Dataset: TED-Ed Dataset Acquired Via YouTube API

About this Dataset

TED-Ed Dataset Acquired Via YouTube API

As fan of TED-Ed, mycuriosity led me to explore what makes their videos unique. Employing the Google YouTubeData API (version 3.0), I collected the metadata associated with their videos. This dataset, consisting of two CSV files, one for video details and the other for the comments of the videos. The two have video_id as a common primary key.

video_df File:

video_id: The unique identifier assigned to each TED Ed video on YouTube.
channelTitle: The title of the YouTube channel where the TED Ed video is published, in this case, "TED-Ed."
title: The title of the TED Ed video, providing a brief overview of the video's content.
description: A detailed description of the video content, including additional information, background, and context provided by TED Ed.
tags: Keywords or phrases associated with the video, helping to categorize and index content for search purposes.
publishedAt: The date and time when the TED Ed video was published on YouTube.
viewCount: The number of views the video has received on YouTube.

● **LISTED RECORDS**
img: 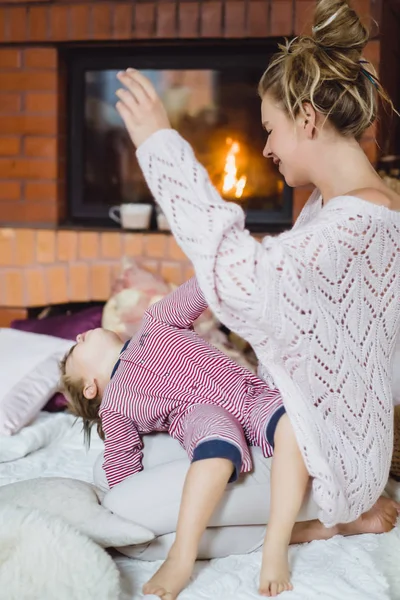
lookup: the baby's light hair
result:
[258,0,396,140]
[59,346,105,447]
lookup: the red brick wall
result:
[0,0,380,318]
[0,228,193,314]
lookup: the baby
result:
[61,278,396,599]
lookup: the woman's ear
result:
[300,102,317,140]
[83,380,99,400]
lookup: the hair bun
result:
[312,0,369,60]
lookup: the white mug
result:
[108,203,153,229]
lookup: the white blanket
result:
[0,415,400,600]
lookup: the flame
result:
[222,138,247,198]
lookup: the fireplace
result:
[65,40,292,231]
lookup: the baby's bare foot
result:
[143,556,194,600]
[259,540,293,597]
[339,496,400,535]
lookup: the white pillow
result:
[94,433,318,536]
[0,411,75,463]
[0,477,154,548]
[0,329,74,435]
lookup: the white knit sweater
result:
[137,130,400,527]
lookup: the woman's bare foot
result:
[290,496,400,544]
[338,496,400,535]
[143,549,195,600]
[259,535,293,598]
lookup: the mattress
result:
[0,414,400,600]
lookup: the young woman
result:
[117,0,400,598]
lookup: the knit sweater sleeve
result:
[137,130,310,343]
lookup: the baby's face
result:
[65,327,120,380]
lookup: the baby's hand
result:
[116,69,171,147]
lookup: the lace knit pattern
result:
[137,130,400,527]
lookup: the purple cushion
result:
[11,306,103,412]
[11,306,103,340]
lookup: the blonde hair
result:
[60,346,105,446]
[258,0,393,140]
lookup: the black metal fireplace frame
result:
[63,38,293,233]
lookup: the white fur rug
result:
[0,505,120,600]
[0,414,400,600]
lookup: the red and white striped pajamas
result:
[100,278,284,487]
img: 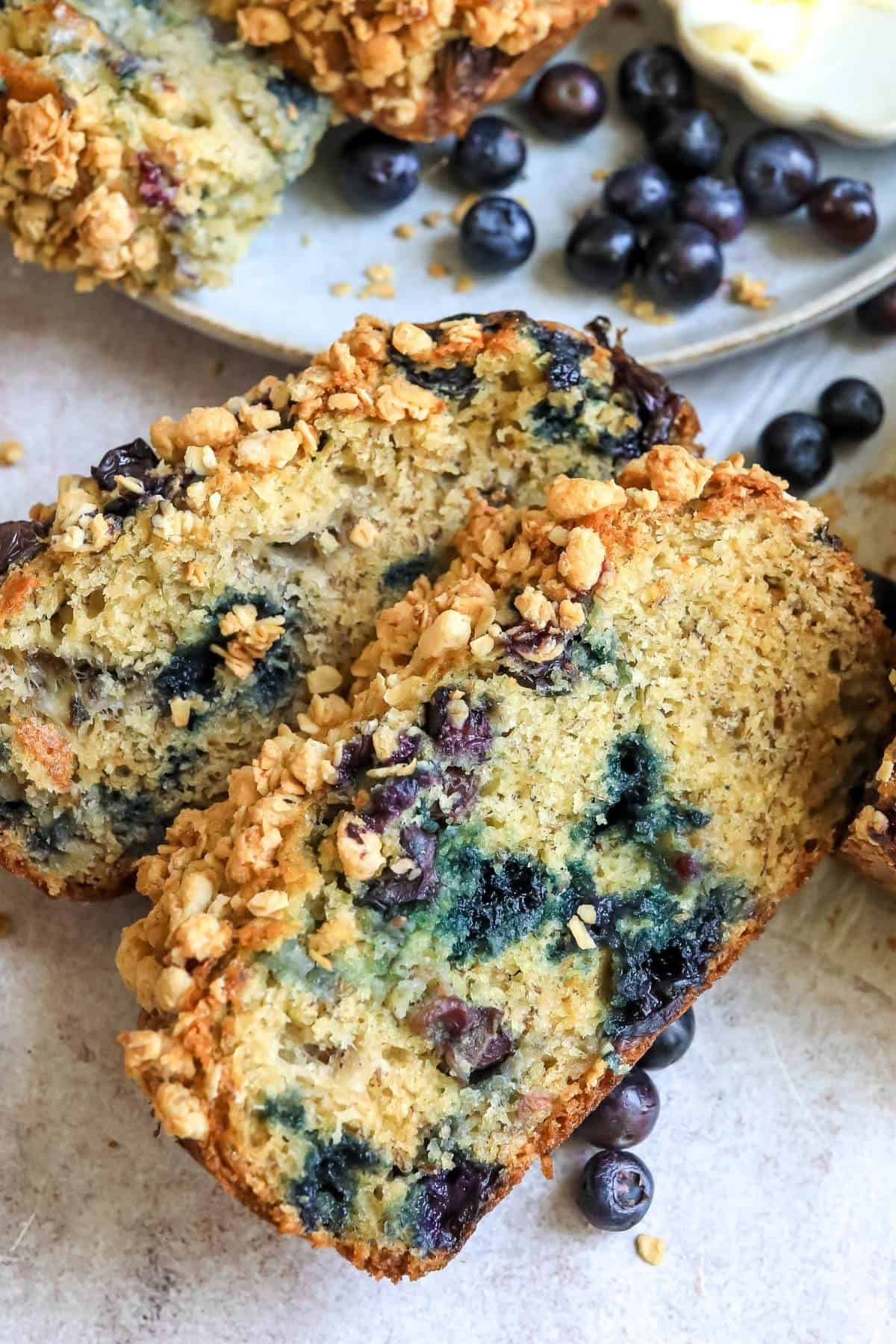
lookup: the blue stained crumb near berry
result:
[618,43,696,129]
[818,378,886,444]
[408,1156,501,1255]
[576,1068,659,1149]
[449,116,526,191]
[641,1008,697,1068]
[578,1149,653,1233]
[759,411,834,491]
[337,128,420,214]
[529,60,607,140]
[735,128,818,218]
[459,196,536,276]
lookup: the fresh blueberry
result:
[645,222,724,308]
[564,211,639,289]
[641,1008,697,1068]
[735,128,818,218]
[579,1149,653,1233]
[461,196,535,276]
[759,411,834,491]
[806,178,877,252]
[579,1068,659,1148]
[337,128,420,214]
[450,117,525,191]
[603,163,672,225]
[653,108,726,181]
[529,60,607,140]
[619,44,694,126]
[856,284,896,336]
[818,378,884,442]
[676,178,747,243]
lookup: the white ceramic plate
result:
[140,4,896,371]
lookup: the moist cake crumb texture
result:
[119,445,892,1278]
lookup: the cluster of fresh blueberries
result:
[759,376,896,491]
[576,1008,694,1233]
[338,44,877,309]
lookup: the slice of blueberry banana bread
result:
[119,447,891,1278]
[0,313,696,897]
[214,0,609,140]
[0,0,329,292]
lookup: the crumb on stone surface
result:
[618,285,674,326]
[728,270,778,311]
[0,438,24,467]
[634,1233,666,1265]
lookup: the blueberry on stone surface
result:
[759,411,834,491]
[449,116,526,191]
[618,43,694,126]
[529,60,607,140]
[645,222,724,308]
[818,378,884,442]
[461,196,535,276]
[603,163,672,225]
[856,282,896,336]
[641,1008,697,1068]
[579,1149,653,1233]
[653,108,726,181]
[806,178,877,252]
[337,128,420,214]
[735,128,818,218]
[676,178,747,243]
[579,1068,659,1149]
[564,211,641,289]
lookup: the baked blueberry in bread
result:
[119,447,891,1278]
[208,0,607,140]
[0,313,696,897]
[0,0,329,292]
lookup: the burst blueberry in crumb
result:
[641,1008,697,1068]
[579,1149,653,1233]
[759,411,834,491]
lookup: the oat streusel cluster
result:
[119,445,891,1278]
[210,0,607,140]
[0,313,696,897]
[0,0,329,292]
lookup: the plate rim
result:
[141,252,896,373]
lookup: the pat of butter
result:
[691,0,896,71]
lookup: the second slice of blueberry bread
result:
[0,313,696,897]
[0,0,329,292]
[119,447,891,1278]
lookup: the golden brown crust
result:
[228,0,609,141]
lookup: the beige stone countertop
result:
[0,247,896,1344]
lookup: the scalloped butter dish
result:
[665,0,896,145]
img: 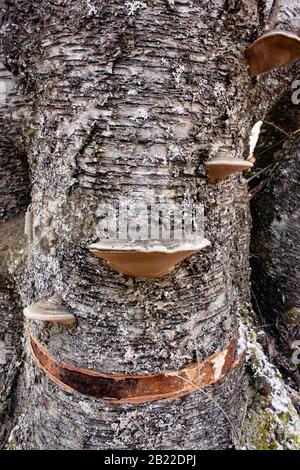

● **TASKS TO PERFORM**
A: In the TED-Ed dataset description, which field serves as the common primary key for the two CSV files?
B: Please extend the TED-Ed dataset description past its last line, in the same style.
The listing has no connection to the TED-Ed dataset description.

● **PER-TASK ANSWERS**
A: video_id

B:
likeCount: The count of "likes" received by the video, indicating positive audience engagement.
favouriteCount: The count of users who have marked the video as a favorite, if applicable.
commentCount: The number of comments posted by viewers on the video.
duration: The total duration of the video, presented in a human-readable format.
definition: Indicates whether the video is in high definition (HD) or another format.
caption: Boolean value indicating whether captions are available for the video.
publishDayName: The name of the day of the week when the video was published.
durationSecs: The total duration of the video in seconds.
tagsCount: The count of tags associated with the video.
likeRatio: The ratio of likes to views, providing a measure of audience appreciation.
commentRatio: The ratio of comments to views, indicating the level of audience interaction.
titleLength: The number of characters in the title of the video.
durationMinutes: The total duration of the video in minutes.
title_no_stopwords: The title of the video with common English stopwords removed, facilitating text analysis.

** comment_df File: **

video_id: The unique identifier linking each comment to the respective TED Ed video.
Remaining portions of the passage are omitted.